══ RECORDS FOR THIS TASK

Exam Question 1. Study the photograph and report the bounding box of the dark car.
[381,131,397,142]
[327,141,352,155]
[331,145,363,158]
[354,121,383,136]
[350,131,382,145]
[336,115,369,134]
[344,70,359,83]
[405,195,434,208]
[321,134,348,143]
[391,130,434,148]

════

» **TASK PROMPT**:
Reproduce the data exactly, altering nothing.

» **RESULT**:
Exam Question 1. Study the photograph and report the bounding box of the dark car.
[381,131,397,142]
[327,141,352,155]
[331,145,363,158]
[354,121,383,136]
[350,131,382,145]
[336,115,369,134]
[344,70,359,83]
[405,195,434,208]
[321,134,348,143]
[391,130,434,148]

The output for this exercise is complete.